## Text
:::::
Water Measurement in Pig and Poultry Production

Our thanks to the author and Conference Organisers, a Committee consisting of both University and Industry colleagues.

The full paper will appear in the Conference Proceedings ('Recent Advances in Animal Nutrition - 2007', edited by Phil Garnsworthy and Julian Wiseman) published by Nottingham University Press in the autumn of 2007 www.nup.com

Courtesy of the 41st Annual University of Nottingham Feed Conference www.nottingham.ac.uk/biosciences/ah/research/conferences.php

This paper outlines the key issues of water measurement in pig and poultry production in commercial and similar situations. Issues are illustrated using data measured from a range of production sites. Academic research of water intake is very limited, so the information presented is largely qualitative and interpretative.


Introduction

Life is water. It makes up the greater part of body tissues, and the greater part of dietary intake of farmed animals. Without water, animals quickly become ill and die. Despite that, water intake is relatively unexplored territory in commercial production. It tends to be assumed that if it of "adequate" quality with "adequate" availability, then everything will be "OK".

From a pollution and regulatory point of view, there is somewhat more interest in what comes out at one end, than goes in at the other.

This is partly because water is cheap and no one particularly makes money out of it. It matters to producers, plumbers and animals, say, but not to feed companies. At least, not on the face of it. If it has been measured at all, it is merely daily manual readings. This tends to miss most of the information - the signals - in the data.
:::::
## Data excerpt
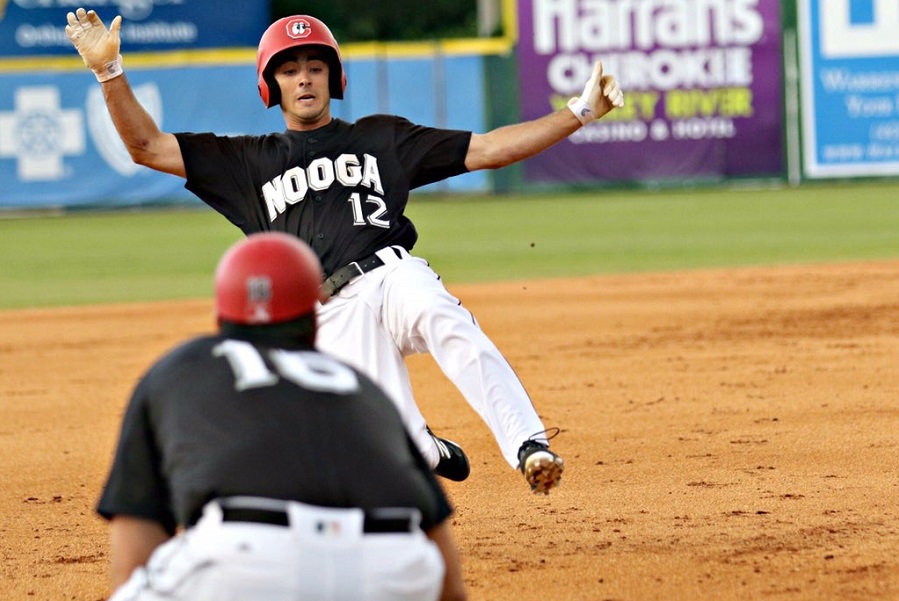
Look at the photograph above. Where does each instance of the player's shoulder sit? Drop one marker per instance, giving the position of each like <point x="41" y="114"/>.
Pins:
:::::
## Exercise instructions
1: Summarize the water measurement text in two sentences.
2: According to the water measurement text, why is the information it presents largely qualitative and interpretative? Reply in one or two sentences.
The listing isn't needed for any of this.

## Solutions
1: The water measurement text outlines the key issues of measuring water in commercial pig and poultry production, using data from a range of production sites, and says its information is largely qualitative because academic research on water intake is very limited. Although water makes up most of body tissue and dietary intake, intake is little explored in commercial production, partly because water is cheap and no one makes money from it, and where it is measured at all, daily manual readings miss most of the signals in the data.

2: The information is largely qualitative and interpretative because academic research on water intake is very limited.